- [WHAT YOU NEED TO DO]
Please return every line of the entries below that contains the string "patterned".

-- BEGIN TASK INPUT --

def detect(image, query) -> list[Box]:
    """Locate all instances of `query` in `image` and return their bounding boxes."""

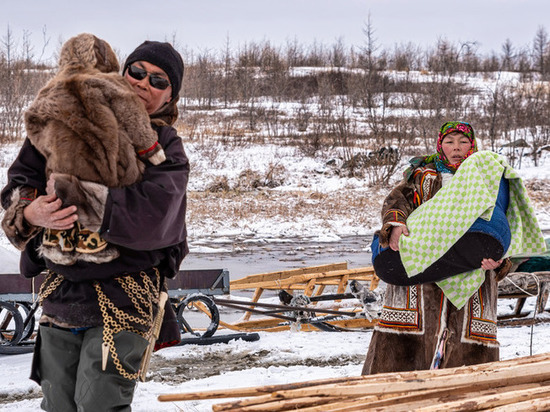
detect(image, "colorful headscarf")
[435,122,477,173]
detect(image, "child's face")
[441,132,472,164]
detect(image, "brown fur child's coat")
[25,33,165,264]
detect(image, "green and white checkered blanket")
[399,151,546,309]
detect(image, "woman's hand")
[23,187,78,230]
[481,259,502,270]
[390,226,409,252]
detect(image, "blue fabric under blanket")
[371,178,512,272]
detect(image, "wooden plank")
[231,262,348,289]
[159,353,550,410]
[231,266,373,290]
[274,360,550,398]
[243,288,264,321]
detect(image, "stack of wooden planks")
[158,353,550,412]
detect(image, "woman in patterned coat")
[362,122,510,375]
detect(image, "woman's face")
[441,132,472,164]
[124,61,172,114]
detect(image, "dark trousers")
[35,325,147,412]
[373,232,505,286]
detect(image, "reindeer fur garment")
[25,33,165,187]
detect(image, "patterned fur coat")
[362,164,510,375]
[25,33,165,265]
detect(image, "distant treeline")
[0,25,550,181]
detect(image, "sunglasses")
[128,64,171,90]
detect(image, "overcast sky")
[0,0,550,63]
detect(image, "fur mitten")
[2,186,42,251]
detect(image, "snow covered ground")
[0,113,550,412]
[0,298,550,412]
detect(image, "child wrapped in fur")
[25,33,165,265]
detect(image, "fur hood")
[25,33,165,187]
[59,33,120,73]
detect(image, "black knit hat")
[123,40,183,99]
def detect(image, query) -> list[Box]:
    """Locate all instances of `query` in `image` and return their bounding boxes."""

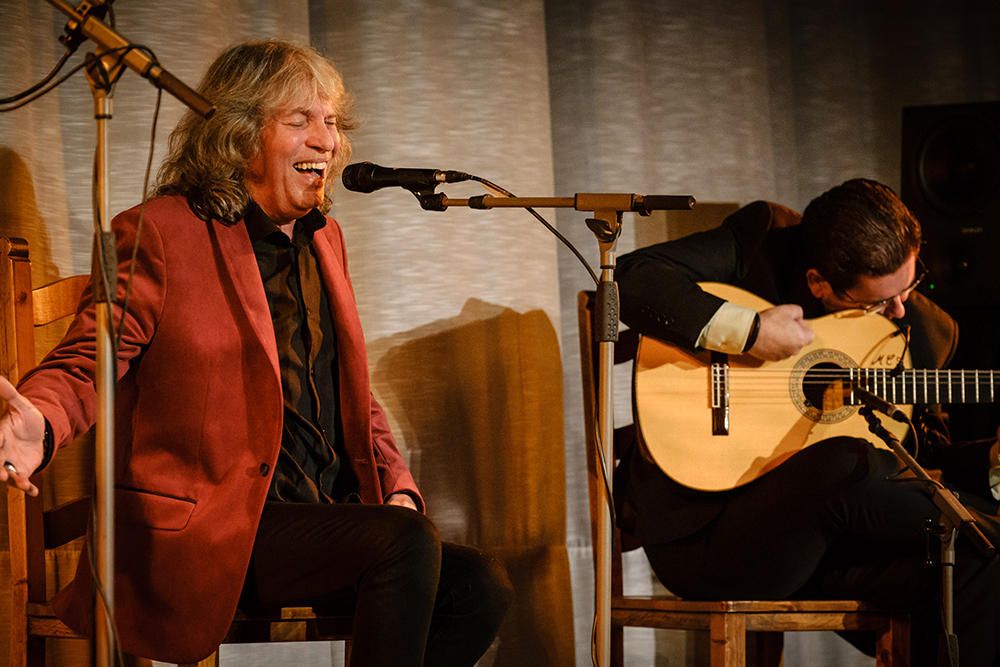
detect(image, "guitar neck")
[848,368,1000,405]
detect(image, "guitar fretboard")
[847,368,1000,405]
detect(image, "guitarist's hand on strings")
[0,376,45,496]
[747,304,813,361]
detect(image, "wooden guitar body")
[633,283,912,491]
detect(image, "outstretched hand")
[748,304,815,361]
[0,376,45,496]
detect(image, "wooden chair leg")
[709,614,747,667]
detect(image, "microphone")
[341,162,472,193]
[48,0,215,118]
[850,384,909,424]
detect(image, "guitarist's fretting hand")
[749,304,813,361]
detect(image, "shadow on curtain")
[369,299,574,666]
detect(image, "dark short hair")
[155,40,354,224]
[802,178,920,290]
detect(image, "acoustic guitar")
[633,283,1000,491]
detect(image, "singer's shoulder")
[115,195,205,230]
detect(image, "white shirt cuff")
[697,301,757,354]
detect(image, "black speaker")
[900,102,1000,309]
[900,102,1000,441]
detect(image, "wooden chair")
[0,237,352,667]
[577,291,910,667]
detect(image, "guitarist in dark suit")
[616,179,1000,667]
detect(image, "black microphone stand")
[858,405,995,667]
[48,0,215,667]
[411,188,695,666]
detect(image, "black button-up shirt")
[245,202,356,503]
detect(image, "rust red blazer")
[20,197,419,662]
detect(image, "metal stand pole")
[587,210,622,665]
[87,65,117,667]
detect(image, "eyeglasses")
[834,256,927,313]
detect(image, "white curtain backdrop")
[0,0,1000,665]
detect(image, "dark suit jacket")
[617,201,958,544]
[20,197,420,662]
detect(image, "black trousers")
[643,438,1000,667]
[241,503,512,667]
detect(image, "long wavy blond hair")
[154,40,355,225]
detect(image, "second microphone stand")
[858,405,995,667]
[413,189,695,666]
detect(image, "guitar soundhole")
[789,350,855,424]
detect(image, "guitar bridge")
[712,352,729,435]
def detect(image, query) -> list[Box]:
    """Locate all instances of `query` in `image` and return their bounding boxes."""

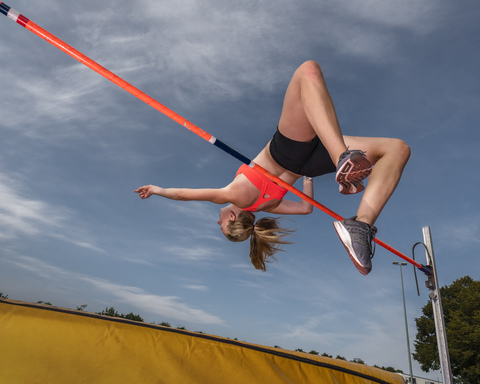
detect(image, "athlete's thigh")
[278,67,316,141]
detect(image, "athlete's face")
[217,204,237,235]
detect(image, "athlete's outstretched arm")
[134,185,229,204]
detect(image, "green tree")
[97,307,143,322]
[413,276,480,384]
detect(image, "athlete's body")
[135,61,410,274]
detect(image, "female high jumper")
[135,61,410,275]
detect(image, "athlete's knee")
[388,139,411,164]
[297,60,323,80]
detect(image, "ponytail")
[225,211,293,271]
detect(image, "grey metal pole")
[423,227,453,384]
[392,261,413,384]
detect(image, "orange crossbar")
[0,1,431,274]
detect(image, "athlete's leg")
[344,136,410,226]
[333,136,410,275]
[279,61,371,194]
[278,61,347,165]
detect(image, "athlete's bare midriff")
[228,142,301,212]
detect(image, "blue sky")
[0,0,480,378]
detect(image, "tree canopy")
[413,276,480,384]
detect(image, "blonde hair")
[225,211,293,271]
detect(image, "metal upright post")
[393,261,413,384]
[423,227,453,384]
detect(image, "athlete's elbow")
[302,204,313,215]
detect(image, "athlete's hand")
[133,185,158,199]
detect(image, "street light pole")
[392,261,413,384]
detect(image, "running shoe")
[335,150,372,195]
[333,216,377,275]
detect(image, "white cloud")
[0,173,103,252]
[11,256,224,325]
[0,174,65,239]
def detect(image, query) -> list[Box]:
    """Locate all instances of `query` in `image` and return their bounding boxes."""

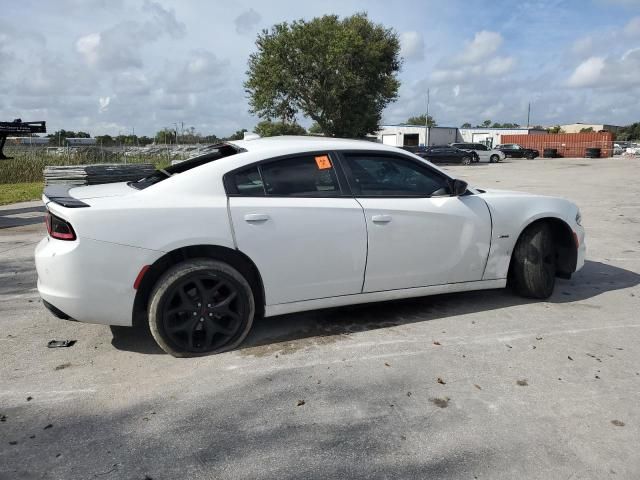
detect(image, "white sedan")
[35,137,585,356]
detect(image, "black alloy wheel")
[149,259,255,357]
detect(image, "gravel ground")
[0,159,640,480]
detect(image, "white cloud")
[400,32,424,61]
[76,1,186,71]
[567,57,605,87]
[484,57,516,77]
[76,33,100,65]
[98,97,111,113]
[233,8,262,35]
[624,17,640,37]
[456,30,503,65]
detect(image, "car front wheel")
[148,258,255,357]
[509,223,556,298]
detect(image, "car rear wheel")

-- END TASK INPUT --
-- BEGIN TASK INPUT --

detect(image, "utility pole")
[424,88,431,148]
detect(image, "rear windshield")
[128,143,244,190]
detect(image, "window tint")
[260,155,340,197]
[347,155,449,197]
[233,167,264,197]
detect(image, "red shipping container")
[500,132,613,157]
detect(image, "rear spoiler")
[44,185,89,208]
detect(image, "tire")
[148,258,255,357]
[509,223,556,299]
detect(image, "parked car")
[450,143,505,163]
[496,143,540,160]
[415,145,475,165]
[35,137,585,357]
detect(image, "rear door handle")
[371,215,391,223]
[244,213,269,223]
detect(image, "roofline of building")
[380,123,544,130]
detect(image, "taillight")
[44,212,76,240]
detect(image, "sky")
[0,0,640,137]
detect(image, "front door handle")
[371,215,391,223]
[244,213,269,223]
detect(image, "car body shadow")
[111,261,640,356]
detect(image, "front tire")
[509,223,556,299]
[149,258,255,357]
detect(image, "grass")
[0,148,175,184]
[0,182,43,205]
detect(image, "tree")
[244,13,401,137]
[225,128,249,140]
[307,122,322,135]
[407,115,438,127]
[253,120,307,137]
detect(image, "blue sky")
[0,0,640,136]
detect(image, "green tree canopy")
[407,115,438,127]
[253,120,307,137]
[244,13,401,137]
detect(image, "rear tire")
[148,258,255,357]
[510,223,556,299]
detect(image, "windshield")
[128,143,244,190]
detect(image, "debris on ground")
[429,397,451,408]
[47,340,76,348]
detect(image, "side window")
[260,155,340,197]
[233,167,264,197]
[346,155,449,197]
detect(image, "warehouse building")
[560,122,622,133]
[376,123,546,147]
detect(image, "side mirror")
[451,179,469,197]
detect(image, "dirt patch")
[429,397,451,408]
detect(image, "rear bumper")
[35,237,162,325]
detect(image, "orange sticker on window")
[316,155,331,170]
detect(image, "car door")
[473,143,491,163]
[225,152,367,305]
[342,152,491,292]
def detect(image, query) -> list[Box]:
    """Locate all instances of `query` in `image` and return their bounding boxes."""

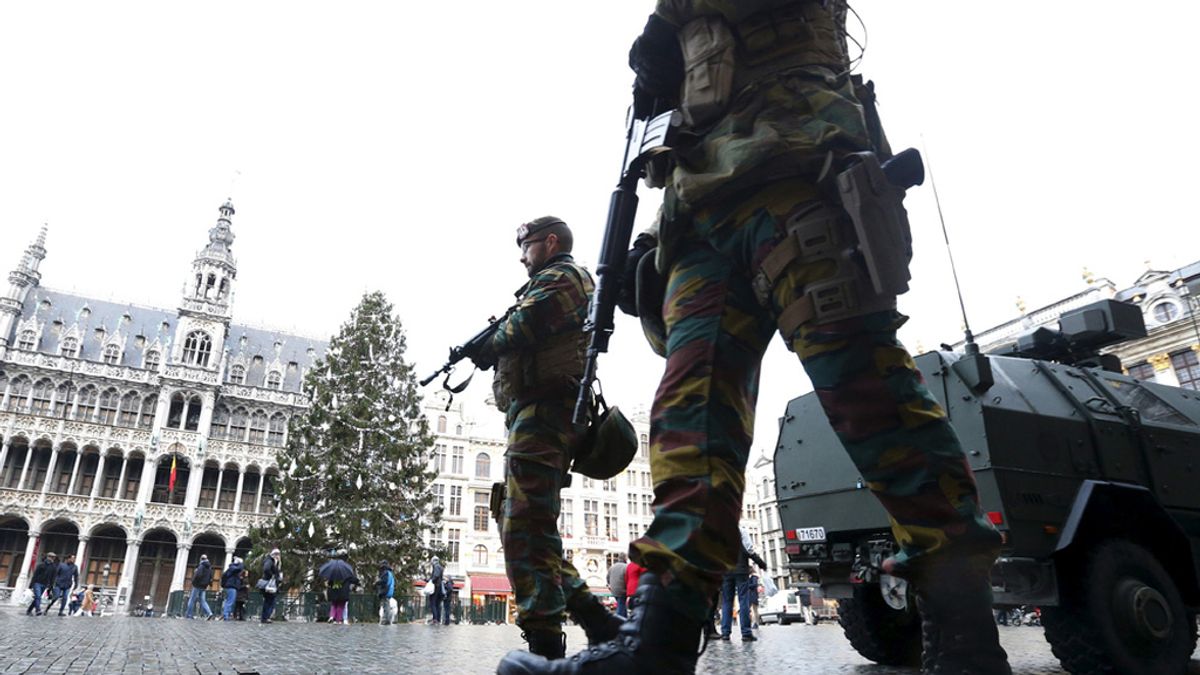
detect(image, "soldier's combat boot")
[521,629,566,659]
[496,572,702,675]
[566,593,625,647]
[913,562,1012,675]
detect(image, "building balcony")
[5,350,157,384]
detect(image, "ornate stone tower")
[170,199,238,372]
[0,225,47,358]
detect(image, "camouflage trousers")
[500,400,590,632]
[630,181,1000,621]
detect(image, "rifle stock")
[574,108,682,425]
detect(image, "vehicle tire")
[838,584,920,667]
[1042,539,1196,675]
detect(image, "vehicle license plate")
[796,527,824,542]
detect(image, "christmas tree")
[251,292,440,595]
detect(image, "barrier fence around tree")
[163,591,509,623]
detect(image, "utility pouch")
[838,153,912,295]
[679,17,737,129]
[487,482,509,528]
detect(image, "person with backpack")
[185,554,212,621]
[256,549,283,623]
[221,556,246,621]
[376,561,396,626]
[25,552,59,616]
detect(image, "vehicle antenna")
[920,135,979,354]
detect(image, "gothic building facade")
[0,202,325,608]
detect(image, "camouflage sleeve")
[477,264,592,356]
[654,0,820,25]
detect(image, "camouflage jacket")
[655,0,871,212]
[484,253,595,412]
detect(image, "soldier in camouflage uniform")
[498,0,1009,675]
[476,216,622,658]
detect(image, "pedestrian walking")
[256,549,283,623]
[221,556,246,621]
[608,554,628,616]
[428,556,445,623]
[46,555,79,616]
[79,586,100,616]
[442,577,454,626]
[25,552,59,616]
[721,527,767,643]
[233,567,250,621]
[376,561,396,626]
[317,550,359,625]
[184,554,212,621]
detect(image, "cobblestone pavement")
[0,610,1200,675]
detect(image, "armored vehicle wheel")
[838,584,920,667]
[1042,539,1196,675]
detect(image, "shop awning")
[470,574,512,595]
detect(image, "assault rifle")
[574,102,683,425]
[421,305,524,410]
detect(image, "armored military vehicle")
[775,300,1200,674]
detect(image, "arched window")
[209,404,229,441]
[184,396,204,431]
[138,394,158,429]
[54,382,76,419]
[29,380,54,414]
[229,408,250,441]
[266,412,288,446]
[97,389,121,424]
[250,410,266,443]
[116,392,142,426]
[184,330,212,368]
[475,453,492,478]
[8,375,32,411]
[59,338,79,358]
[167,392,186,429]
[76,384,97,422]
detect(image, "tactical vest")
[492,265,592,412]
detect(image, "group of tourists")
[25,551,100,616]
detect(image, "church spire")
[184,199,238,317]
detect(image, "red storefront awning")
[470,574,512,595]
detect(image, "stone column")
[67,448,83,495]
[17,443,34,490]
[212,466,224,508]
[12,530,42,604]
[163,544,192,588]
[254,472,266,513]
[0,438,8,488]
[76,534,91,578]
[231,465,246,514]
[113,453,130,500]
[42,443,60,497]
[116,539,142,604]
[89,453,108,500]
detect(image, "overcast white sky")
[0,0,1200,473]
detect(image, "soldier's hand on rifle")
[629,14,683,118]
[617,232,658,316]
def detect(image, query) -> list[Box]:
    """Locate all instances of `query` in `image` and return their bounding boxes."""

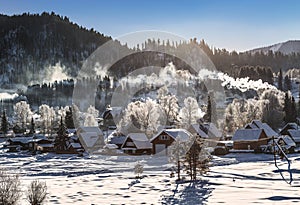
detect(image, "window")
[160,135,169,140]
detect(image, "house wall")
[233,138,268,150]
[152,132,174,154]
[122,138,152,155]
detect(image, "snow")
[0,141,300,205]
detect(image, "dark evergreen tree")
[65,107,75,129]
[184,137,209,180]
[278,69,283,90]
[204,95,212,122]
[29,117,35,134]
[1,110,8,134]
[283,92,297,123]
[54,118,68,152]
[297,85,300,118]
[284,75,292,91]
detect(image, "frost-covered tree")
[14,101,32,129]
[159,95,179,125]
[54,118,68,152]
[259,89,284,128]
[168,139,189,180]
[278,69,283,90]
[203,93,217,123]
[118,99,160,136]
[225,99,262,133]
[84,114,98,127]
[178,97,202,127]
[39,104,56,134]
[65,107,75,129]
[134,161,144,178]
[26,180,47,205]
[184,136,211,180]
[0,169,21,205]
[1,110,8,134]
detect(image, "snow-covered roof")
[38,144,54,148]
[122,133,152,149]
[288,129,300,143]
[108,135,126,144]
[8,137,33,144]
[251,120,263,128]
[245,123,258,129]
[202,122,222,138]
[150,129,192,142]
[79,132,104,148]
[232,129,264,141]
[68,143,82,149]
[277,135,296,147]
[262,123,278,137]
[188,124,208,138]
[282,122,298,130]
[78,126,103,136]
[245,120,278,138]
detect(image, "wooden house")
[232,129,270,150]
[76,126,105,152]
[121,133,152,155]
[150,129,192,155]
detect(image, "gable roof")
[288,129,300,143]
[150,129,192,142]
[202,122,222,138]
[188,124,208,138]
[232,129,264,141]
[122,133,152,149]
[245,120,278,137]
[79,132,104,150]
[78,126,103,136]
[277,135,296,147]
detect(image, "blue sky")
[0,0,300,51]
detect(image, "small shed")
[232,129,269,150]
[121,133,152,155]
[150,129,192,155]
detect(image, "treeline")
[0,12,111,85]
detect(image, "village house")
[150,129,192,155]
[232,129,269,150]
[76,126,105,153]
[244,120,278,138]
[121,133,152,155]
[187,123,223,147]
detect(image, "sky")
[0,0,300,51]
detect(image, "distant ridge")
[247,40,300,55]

-- END TASK INPUT --

- [OUTPUT FOR THIS TASK]
detect(image, "woman in patterned coat")
detect(image, "patterned fur coat")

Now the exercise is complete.